▶ [What the task asks]: Look through the material below and report every line that includes "horse".

▶ [Information supplied]:
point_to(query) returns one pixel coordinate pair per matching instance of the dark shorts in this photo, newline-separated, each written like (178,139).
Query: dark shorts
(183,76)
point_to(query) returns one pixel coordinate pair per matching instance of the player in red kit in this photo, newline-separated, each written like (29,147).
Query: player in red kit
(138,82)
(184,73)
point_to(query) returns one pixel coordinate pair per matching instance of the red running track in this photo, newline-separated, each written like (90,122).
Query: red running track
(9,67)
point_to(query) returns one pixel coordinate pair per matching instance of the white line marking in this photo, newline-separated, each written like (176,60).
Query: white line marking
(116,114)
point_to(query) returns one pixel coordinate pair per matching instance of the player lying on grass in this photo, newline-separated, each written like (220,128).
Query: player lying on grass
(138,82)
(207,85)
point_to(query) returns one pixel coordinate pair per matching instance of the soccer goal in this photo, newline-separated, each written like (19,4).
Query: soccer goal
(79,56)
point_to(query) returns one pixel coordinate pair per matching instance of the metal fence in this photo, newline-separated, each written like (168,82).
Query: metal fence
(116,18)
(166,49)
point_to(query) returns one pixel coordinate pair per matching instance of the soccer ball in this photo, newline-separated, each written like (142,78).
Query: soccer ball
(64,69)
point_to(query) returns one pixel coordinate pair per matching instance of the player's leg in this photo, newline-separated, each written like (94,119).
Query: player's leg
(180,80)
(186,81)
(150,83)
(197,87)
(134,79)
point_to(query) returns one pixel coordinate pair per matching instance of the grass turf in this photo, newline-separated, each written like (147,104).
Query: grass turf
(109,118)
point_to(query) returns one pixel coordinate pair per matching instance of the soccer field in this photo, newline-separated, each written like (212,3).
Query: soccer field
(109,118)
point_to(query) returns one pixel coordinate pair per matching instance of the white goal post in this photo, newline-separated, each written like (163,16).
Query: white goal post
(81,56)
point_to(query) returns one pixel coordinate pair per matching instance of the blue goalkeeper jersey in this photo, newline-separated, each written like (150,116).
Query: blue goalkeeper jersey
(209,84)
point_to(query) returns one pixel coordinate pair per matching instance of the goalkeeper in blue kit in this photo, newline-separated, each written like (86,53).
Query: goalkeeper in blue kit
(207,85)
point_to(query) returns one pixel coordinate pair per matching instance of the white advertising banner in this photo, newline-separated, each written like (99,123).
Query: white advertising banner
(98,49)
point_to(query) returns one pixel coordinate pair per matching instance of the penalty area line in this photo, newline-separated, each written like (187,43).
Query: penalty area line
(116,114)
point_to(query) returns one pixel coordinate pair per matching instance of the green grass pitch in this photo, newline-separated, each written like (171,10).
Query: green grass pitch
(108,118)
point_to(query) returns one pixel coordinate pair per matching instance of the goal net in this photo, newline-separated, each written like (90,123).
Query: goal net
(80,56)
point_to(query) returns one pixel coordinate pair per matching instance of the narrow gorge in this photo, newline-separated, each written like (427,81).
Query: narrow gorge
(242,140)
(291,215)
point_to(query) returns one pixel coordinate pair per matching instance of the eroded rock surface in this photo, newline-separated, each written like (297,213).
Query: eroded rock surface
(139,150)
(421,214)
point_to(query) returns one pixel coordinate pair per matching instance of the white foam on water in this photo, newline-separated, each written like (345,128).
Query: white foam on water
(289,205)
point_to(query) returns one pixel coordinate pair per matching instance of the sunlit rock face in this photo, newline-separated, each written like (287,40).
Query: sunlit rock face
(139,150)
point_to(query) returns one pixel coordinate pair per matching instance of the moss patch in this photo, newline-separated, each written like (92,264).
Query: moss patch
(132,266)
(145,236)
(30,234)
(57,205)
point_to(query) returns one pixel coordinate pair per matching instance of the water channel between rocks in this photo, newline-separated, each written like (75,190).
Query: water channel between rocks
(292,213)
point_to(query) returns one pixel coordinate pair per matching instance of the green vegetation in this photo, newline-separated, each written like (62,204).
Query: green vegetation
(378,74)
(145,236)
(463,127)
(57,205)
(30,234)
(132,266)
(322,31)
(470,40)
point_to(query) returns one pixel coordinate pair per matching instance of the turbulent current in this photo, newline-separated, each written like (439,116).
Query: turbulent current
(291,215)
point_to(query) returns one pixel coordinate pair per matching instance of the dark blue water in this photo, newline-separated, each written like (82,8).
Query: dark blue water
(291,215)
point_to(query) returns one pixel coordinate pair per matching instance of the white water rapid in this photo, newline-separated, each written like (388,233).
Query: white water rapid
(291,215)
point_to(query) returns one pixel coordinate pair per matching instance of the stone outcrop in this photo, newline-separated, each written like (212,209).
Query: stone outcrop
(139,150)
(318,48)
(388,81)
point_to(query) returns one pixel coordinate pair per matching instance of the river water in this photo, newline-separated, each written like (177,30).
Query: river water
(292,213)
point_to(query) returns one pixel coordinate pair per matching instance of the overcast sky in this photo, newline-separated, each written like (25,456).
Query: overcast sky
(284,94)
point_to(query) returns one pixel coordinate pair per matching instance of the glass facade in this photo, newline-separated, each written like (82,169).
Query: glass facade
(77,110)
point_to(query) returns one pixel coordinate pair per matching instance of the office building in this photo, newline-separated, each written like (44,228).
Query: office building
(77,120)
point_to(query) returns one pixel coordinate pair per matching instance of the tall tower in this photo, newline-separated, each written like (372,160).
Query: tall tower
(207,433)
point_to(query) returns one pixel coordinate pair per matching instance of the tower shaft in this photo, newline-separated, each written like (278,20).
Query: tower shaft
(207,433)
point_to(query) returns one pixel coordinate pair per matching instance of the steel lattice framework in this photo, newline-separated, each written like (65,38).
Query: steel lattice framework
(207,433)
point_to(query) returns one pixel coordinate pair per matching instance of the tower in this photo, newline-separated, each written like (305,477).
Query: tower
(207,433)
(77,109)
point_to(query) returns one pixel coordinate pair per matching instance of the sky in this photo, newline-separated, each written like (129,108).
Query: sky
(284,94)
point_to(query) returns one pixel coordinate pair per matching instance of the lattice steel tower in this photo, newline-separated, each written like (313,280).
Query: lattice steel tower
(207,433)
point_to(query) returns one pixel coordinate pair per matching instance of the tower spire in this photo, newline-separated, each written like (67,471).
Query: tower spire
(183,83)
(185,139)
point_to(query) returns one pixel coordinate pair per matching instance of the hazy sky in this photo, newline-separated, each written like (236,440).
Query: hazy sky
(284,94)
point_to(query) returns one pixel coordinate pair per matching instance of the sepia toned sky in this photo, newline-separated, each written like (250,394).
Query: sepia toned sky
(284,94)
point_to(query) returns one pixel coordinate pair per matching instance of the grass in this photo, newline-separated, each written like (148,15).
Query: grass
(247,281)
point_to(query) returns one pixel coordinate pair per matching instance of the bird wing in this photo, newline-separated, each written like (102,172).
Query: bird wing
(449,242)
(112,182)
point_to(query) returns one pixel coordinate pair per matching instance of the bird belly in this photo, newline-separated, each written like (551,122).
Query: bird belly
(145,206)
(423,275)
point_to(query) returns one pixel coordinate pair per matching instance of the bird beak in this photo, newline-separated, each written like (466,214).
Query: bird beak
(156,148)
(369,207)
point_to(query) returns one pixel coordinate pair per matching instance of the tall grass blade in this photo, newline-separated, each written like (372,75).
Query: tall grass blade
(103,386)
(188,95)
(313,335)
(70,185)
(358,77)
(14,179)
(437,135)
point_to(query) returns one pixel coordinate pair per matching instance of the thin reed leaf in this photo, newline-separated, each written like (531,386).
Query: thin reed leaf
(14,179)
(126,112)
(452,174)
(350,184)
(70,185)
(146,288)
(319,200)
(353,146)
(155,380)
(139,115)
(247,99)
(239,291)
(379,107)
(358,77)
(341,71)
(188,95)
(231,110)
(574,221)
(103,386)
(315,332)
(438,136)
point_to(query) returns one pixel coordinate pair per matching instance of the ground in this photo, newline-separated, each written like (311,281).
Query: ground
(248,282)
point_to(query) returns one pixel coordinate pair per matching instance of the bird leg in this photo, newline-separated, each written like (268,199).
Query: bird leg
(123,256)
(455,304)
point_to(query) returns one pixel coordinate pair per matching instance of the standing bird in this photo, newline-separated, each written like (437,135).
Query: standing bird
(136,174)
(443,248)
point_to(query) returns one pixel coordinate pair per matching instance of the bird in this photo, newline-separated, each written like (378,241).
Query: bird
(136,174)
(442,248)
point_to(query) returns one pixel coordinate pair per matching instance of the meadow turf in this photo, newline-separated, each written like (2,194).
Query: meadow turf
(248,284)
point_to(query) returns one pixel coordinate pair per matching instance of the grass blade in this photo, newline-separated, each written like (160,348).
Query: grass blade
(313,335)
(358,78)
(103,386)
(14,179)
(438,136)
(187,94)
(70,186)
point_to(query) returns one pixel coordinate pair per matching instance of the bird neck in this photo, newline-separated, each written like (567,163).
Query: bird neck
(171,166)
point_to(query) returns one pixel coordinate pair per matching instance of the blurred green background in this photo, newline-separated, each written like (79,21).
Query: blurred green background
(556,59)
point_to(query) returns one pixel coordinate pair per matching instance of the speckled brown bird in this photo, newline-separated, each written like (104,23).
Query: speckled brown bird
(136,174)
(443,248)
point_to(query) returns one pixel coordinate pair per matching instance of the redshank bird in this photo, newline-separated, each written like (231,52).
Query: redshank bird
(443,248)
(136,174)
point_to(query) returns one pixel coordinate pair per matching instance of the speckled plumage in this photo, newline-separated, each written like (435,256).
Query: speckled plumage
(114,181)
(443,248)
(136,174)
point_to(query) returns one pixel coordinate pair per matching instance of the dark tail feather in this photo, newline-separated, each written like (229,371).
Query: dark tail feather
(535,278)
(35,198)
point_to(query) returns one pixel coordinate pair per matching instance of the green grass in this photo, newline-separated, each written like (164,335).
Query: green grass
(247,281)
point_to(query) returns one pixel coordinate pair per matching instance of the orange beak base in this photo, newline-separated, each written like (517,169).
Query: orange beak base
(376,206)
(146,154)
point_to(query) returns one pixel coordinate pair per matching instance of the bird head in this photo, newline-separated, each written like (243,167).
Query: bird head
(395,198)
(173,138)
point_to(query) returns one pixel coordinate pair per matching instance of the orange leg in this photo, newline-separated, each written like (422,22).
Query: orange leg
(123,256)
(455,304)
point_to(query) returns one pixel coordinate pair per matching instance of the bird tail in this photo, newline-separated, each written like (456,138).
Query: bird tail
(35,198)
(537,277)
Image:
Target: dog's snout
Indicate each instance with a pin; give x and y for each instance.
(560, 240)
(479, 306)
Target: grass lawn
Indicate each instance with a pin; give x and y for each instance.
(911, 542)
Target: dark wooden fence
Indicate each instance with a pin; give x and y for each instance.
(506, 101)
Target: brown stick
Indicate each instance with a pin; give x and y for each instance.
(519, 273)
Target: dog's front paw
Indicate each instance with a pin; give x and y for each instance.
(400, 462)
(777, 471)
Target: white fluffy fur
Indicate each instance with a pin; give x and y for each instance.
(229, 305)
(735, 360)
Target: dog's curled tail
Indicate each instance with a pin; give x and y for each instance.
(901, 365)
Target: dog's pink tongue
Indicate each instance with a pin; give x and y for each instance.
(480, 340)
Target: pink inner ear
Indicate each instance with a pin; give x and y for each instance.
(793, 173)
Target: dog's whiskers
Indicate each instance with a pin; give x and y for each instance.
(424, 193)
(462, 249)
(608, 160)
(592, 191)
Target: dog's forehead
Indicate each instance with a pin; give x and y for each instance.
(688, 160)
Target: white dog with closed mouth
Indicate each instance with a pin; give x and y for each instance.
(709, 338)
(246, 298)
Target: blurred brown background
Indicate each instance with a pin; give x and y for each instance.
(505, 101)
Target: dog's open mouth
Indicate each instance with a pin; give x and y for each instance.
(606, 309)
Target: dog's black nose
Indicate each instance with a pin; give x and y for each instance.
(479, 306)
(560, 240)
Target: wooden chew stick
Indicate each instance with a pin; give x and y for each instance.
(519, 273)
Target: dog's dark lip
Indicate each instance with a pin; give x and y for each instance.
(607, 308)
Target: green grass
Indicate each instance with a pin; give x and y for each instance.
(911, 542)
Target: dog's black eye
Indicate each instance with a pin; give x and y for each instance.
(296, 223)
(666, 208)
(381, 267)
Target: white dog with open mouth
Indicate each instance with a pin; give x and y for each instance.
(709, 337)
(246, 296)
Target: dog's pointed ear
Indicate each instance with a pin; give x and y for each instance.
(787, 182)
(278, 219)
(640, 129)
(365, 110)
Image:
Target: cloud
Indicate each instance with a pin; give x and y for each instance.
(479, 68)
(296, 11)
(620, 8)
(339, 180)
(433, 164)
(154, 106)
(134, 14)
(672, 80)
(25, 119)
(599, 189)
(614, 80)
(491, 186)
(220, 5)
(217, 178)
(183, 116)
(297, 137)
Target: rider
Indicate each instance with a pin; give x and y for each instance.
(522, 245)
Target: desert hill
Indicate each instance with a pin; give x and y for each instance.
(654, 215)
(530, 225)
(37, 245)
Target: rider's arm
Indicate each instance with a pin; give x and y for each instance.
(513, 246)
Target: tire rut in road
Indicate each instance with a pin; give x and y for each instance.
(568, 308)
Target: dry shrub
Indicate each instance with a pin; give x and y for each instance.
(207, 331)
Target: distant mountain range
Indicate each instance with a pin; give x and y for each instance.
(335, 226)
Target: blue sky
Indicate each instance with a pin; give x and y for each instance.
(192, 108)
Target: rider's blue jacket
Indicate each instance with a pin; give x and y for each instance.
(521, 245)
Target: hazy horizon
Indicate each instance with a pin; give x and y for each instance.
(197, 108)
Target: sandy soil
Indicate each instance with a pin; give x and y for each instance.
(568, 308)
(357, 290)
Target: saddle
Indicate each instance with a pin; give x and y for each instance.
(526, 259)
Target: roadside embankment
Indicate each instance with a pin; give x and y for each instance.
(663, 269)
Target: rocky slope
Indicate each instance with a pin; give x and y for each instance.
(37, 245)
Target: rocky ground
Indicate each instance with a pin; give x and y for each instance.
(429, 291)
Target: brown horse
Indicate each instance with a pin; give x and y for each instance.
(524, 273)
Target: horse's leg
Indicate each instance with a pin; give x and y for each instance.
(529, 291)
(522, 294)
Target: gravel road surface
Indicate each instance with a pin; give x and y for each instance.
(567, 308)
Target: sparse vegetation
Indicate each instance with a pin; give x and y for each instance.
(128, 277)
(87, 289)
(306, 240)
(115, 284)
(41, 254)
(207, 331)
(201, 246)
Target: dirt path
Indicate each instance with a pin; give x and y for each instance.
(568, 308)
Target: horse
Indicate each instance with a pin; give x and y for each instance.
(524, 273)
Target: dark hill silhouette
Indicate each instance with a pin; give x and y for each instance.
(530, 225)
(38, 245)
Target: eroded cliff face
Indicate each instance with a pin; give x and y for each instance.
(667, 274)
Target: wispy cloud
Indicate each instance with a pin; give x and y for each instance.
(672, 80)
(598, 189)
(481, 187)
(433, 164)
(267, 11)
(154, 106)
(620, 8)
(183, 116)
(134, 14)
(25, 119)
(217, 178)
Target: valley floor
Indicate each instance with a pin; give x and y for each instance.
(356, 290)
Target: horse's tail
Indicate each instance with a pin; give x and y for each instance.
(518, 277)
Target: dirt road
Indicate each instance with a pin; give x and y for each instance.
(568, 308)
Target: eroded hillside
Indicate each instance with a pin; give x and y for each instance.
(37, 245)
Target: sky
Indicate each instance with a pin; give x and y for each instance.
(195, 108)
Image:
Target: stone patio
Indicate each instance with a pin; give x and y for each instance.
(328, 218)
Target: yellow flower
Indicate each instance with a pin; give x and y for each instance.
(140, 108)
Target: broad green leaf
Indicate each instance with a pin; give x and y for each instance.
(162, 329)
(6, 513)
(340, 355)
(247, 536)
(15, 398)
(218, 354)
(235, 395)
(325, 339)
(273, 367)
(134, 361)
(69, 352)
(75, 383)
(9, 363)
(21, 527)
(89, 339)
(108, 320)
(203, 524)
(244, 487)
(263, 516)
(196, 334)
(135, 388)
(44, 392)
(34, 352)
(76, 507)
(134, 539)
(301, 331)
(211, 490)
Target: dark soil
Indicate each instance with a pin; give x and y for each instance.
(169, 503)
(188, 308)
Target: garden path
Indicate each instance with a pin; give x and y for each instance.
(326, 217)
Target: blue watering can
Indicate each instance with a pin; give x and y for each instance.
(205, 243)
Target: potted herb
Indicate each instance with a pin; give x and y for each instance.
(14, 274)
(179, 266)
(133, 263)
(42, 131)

▶ [Your solution]:
Target: brown horse
Target: horse's leg
Target: horse
Target: horse's tail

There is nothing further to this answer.